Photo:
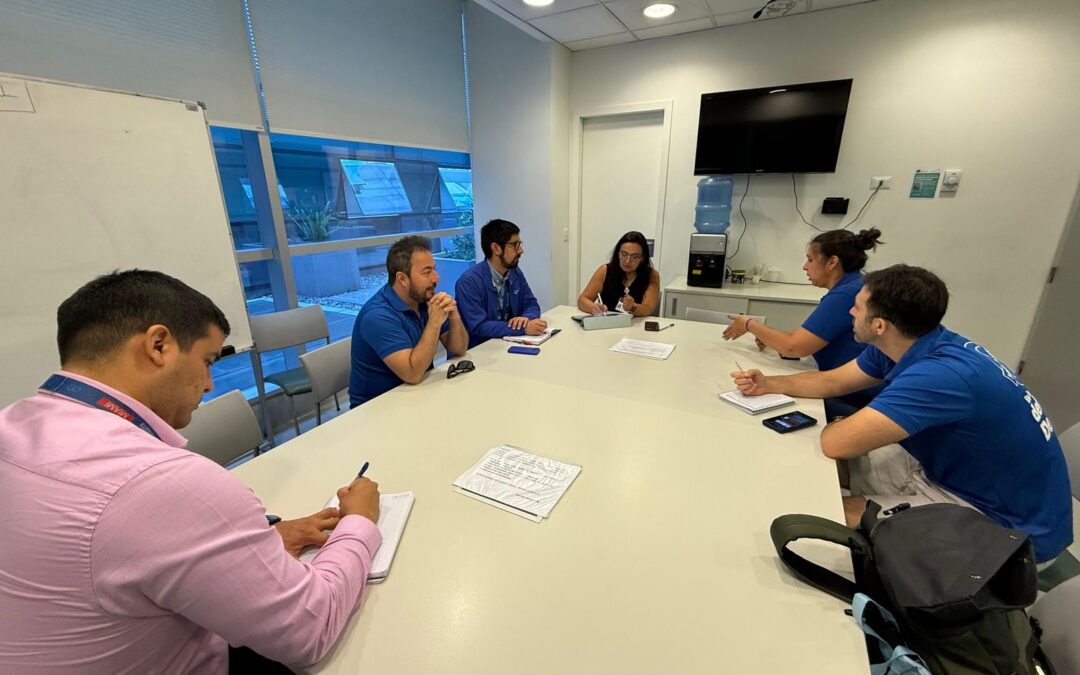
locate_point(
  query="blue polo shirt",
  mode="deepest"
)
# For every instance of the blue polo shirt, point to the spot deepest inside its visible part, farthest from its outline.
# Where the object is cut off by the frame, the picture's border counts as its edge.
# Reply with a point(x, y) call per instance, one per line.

Written request: Lay out every line of the records above as a Markdown table with the columns "Row" and "Record line," numbering each row and skipping blank lines. Omit the pictures from the table.

Full solution:
| Row | Record line |
|---|---|
| 1 | Photo: |
| 2 | locate_point( |
| 3 |   query="blue polo shirt", |
| 4 |   mode="deepest" |
| 5 | ) |
| 6 | # For every instance of the blue polo shirt, point to the spot deepest inside its visible part, farthest from its outline. |
| 7 | # Where the object is cut off by the frame, the picture's border counts as its edge. |
| 8 | # Reply with a point(x, y) call per instance, one per line. |